• Work order: Copy every record exactly as it appears in the data below.

• Records shown:
=== Section Start ===
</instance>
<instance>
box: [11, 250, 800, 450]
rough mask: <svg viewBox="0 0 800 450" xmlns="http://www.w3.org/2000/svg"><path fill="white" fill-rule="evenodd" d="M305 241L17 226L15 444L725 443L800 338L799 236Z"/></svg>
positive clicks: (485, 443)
=== Section End ===
• Solution to the problem:
</instance>
<instance>
box: [11, 250, 800, 450]
rough mask: <svg viewBox="0 0 800 450" xmlns="http://www.w3.org/2000/svg"><path fill="white" fill-rule="evenodd" d="M305 241L17 226L15 444L725 443L800 338L799 236Z"/></svg>
positive clicks: (485, 443)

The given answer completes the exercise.